* _Stated goal_
Reproduce all of the records below, swapping "single point" for "single marker" and keeping every other part unchanged. Leave the pictures out of your answer.

* _Records supplied_
==================================================
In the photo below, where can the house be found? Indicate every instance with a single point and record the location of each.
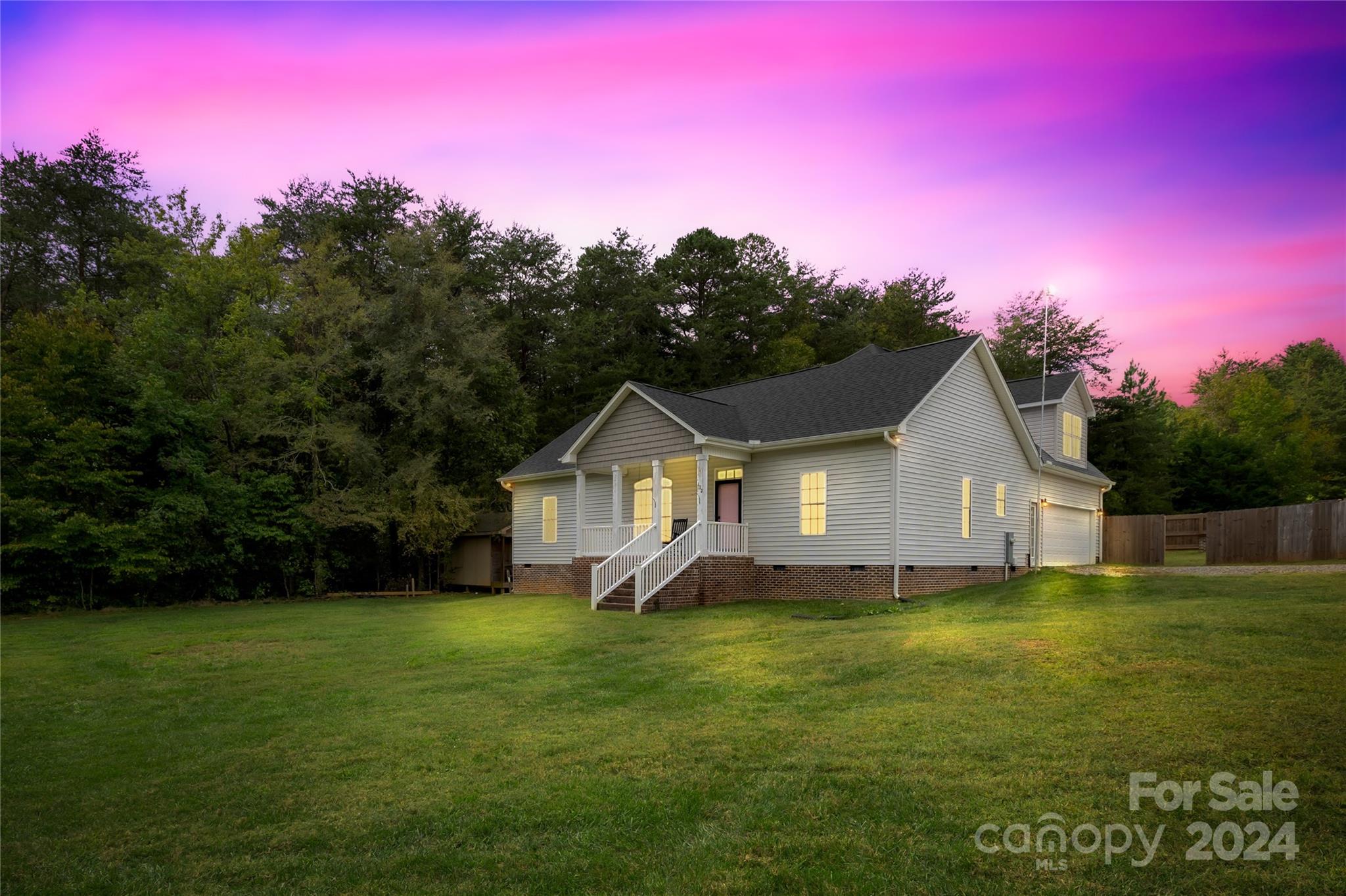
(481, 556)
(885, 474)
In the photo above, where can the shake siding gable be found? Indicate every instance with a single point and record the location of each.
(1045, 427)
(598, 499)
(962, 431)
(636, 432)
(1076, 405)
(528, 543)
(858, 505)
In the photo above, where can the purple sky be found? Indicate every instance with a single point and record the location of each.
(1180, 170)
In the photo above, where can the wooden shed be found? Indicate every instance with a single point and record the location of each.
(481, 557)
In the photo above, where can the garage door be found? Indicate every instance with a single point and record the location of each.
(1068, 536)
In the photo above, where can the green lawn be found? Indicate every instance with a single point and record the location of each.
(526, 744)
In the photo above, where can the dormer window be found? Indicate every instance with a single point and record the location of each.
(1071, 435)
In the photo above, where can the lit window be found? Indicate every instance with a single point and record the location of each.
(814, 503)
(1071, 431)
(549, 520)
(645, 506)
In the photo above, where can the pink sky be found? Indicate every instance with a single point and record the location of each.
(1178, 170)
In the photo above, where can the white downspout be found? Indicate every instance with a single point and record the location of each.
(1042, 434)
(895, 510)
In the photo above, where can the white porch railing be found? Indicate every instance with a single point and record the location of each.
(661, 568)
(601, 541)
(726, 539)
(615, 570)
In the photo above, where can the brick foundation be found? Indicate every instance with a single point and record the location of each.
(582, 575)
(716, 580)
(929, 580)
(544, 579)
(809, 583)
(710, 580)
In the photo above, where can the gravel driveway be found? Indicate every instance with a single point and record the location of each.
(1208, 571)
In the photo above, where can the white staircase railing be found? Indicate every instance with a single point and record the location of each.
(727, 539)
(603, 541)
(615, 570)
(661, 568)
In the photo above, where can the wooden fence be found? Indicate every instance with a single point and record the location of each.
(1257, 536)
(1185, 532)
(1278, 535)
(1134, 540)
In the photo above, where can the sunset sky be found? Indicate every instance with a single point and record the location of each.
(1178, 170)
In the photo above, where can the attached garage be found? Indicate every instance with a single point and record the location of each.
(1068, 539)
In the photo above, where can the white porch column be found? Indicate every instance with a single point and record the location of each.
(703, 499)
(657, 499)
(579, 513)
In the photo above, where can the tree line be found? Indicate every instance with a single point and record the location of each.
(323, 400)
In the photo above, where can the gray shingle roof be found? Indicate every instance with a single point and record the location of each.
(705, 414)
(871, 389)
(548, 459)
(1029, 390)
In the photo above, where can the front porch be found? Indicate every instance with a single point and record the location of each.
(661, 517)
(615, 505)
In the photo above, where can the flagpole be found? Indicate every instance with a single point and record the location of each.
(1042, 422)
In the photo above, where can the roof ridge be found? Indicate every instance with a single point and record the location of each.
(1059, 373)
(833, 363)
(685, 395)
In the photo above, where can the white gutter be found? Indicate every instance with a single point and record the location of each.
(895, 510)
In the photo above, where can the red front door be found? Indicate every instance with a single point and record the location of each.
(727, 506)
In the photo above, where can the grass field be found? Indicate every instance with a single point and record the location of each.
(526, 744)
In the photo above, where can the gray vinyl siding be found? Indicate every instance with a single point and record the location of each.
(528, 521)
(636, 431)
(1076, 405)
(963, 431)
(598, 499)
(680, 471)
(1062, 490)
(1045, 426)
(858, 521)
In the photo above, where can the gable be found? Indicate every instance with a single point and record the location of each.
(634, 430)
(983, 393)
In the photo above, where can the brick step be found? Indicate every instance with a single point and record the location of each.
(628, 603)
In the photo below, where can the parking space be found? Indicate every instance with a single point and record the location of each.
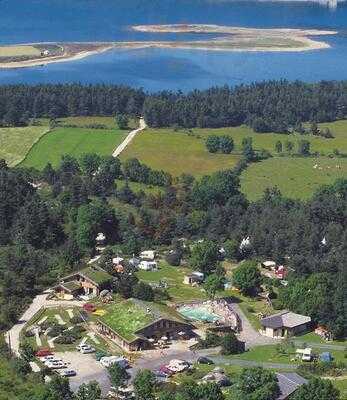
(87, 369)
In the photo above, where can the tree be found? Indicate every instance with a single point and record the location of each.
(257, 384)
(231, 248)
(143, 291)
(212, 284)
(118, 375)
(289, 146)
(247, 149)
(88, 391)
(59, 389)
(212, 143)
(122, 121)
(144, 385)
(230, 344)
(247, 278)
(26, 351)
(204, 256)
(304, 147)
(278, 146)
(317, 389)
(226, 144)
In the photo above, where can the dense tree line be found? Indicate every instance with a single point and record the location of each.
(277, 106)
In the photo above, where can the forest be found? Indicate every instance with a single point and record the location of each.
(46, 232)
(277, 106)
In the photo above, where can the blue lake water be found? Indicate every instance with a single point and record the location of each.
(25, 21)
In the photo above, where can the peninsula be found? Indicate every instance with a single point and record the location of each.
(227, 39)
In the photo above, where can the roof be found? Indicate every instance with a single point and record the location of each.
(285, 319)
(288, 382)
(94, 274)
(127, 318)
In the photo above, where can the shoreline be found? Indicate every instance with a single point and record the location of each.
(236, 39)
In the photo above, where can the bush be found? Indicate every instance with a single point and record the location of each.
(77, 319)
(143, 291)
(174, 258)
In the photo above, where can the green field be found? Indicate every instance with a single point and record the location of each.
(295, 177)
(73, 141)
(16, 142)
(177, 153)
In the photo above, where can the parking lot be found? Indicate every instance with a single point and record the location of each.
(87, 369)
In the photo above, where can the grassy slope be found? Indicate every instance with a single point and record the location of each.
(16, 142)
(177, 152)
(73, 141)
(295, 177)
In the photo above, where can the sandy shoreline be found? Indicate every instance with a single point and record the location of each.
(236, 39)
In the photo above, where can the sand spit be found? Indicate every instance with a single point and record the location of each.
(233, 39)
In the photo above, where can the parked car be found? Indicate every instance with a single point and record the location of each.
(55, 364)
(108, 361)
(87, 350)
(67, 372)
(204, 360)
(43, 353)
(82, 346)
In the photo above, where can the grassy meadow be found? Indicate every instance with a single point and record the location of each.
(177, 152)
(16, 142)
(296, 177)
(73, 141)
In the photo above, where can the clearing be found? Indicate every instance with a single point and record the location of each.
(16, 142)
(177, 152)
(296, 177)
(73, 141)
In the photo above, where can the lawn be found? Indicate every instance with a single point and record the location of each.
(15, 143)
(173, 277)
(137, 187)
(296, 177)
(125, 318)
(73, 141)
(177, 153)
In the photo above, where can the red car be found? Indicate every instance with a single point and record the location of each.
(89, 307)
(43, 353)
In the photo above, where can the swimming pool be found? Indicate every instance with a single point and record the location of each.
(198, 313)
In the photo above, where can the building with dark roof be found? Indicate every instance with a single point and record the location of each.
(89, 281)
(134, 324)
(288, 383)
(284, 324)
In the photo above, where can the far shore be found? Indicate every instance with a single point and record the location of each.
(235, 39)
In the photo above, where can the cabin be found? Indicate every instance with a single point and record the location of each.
==================================================
* _The answer_
In the photo below, where can the house be found? Indicate every instance with a single marker and record the location of each.
(481, 556)
(885, 474)
In the photo above, where can the shake siding gable be found? Indicate every instance with a single marker and record the location of each.
(1045, 427)
(598, 499)
(962, 431)
(636, 432)
(1076, 405)
(528, 543)
(858, 505)
In the photo above, where can the purple sky be found? Indicate every instance with a single marker and record the location of each.
(1180, 170)
In the photo above, where can the wooden shed be found? Indicate every instance with a single marker and record the location of each.
(481, 557)
In the photo above, where can the garage door be found? Indicate every instance with a single marker and record the location of each.
(1068, 536)
In the photo above, where can the green lawn be found? Indicate every instance with a single marker and record the location of each.
(526, 744)
In the photo above, where can the dormer window be found? Indicate every instance with a single marker and record the location of each.
(1071, 435)
In the photo above, where can the lit window be found? Indicate every instance with a single marker and record the location of each.
(814, 503)
(1071, 431)
(549, 520)
(645, 506)
In the photo above, where can the pink sky be found? Indicate every instance with a single marker and record the location of each.
(1178, 170)
In the photo above, where can the white downspout be found? Indicate every instance with a single marker and record the location of each.
(1042, 434)
(895, 510)
In the photo above, where can the white porch railing be found? Indicate every instance with a single marker and record the location of each.
(661, 568)
(601, 541)
(726, 539)
(615, 570)
In the photo above, where can the brick foundation be found? Indicate every instance with a single marker and record the location of each.
(582, 575)
(716, 580)
(929, 580)
(544, 579)
(809, 583)
(710, 580)
In the photo above, where can the gravel driveway be found? Indicate every instance with a single marker and record the location of each.
(1208, 571)
In the photo above, where can the white staircase railing be found? Indicate every instance with a single marker and record the location of each.
(727, 539)
(603, 541)
(615, 570)
(661, 568)
In the photo above, where can the wooden fence be found? Indicate every instance with a single marker and record the location of each.
(1257, 536)
(1185, 532)
(1278, 535)
(1134, 540)
In the photo above, where can the sunset sky be found? Indicate every instance with a single marker and record the location of each.
(1178, 170)
In the photo above, where can the attached garage be found? Indicate every instance with a single marker and record the location of each.
(1068, 539)
In the photo above, where can the white porch column be found? Indicate every instance with a single marker and record the location of each.
(703, 499)
(657, 499)
(579, 513)
In the photo above, where can the tree line be found? Indicate every instance with a single marker and record the location of each.
(323, 400)
In the photo above, where can the gray shingle roof be found? Indicate every instance with a single marker and record the location of each.
(705, 414)
(871, 389)
(548, 459)
(1029, 390)
In the photo above, where can the front porch be found? Indicate every instance with a single marker and record the location of each.
(661, 517)
(615, 505)
In the photo above, where can the flagpole be found? Indicate every instance with a single marker and record the location of each.
(1042, 422)
In the photo above, where can the roof ridge be found? Indicate every instance with a single marker and record the location of each.
(1059, 373)
(833, 363)
(685, 395)
In the photo above, where can the white gutter be found? Indicate every instance with a single marker and record the location of each.
(895, 510)
In the photo above, where can the red front door be found? Indicate every instance with a single marker and record the location of each.
(727, 506)
In the photo above, where can the grass field be found? Indicate every instance with a single marker and record the location of each.
(526, 744)
In the photo above, where can the gray vinyl siding be found? Indicate every instance with a single marker and record the location of each.
(528, 521)
(636, 431)
(1076, 405)
(963, 431)
(598, 499)
(680, 471)
(1062, 490)
(1045, 426)
(858, 521)
In the photo above, where can the gable be found? Indicate every instance with a single marker and record the location of each.
(634, 430)
(983, 393)
In the photo above, where can the brick step be found? Indicate every instance with a single marker and record the location of each.
(628, 603)
In the photo below, where can the parking space be found? Indicate every instance with a single marker and record the location of each.
(87, 369)
In the photo above, where can the tree be found? Indicate every instance with a single marker and record the location of each.
(257, 384)
(231, 248)
(143, 291)
(212, 284)
(118, 375)
(289, 146)
(247, 149)
(88, 391)
(59, 389)
(212, 143)
(122, 121)
(144, 385)
(230, 344)
(247, 278)
(26, 351)
(204, 256)
(304, 147)
(278, 146)
(317, 389)
(226, 144)
In the photo above, where can the dense tree line be found? Indicate every instance with a single marker and record the location of each.
(277, 106)
In the photo above, where can the forest be found? Indicate every instance with a single marker and record the location of each.
(46, 232)
(277, 106)
In the photo above, where can the blue lake water be found? Indicate every instance with a single marker and record the location of each.
(25, 21)
In the photo above, where can the peninsula be found? Indicate every instance with a single marker and record the location of each.
(227, 39)
In the photo above, where can the roof be found? Indicate every instance with a single marker and record the location of each.
(285, 319)
(288, 382)
(94, 274)
(127, 318)
In the photo above, where can the shoreline be found? Indicate every instance with a single marker and record the location of each.
(236, 39)
In the photo above, where can the bush be found? Indicate every instance with a single marker and record the location of each.
(77, 319)
(143, 291)
(174, 258)
In the photo above, where can the green field be found? Indicate every instance with a single marker and record the location of each.
(295, 177)
(73, 141)
(16, 142)
(177, 153)
In the photo above, where can the parking lot be found? Indicate every instance with a single marker and record the location of each.
(87, 369)
In the photo above, where can the grassy slope be found? Indicate every instance with a single marker and record the location of each.
(16, 142)
(177, 152)
(73, 141)
(295, 177)
In the photo above, where can the sandy shoreline be found? Indicate every instance with a single marker and record the location of each.
(236, 39)
In the photo above, where can the sand spit be found? Indicate every instance with a single marker and record the location of each.
(233, 39)
In the photo above, where can the parked car be found? Indicate every instance with a single marker and record the location of each.
(55, 364)
(108, 361)
(87, 350)
(67, 372)
(204, 360)
(43, 353)
(82, 346)
In the photo above, where can the grassy meadow be found? Indicate every instance with a single marker and record the location of each.
(177, 152)
(16, 142)
(296, 177)
(73, 141)
In the photo above, where can the clearing be found? Indicate every instance with a single marker and record the location of each.
(16, 142)
(177, 152)
(296, 177)
(73, 141)
In the photo above, where can the lawn be found? Indicate every instance with a single marker and record the location of each.
(15, 143)
(173, 277)
(137, 187)
(296, 177)
(125, 318)
(73, 141)
(177, 153)
In the photo above, where can the red car be found? Indicate every instance with a single marker and record the location of each.
(89, 307)
(43, 353)
In the photo above, where can the swimming pool be found? Indicate every instance with a single marker and record the location of each.
(198, 313)
In the photo above, where can the building with dark roof be found? Indicate every instance with a single marker and record the location of each.
(89, 281)
(134, 324)
(288, 383)
(284, 324)
In the photo above, where can the far shore be found? Indicate every instance with a single marker and record the location of each.
(235, 39)
In the photo above, where can the cabin be found? Indicate every instance with a single marker and record the location of each.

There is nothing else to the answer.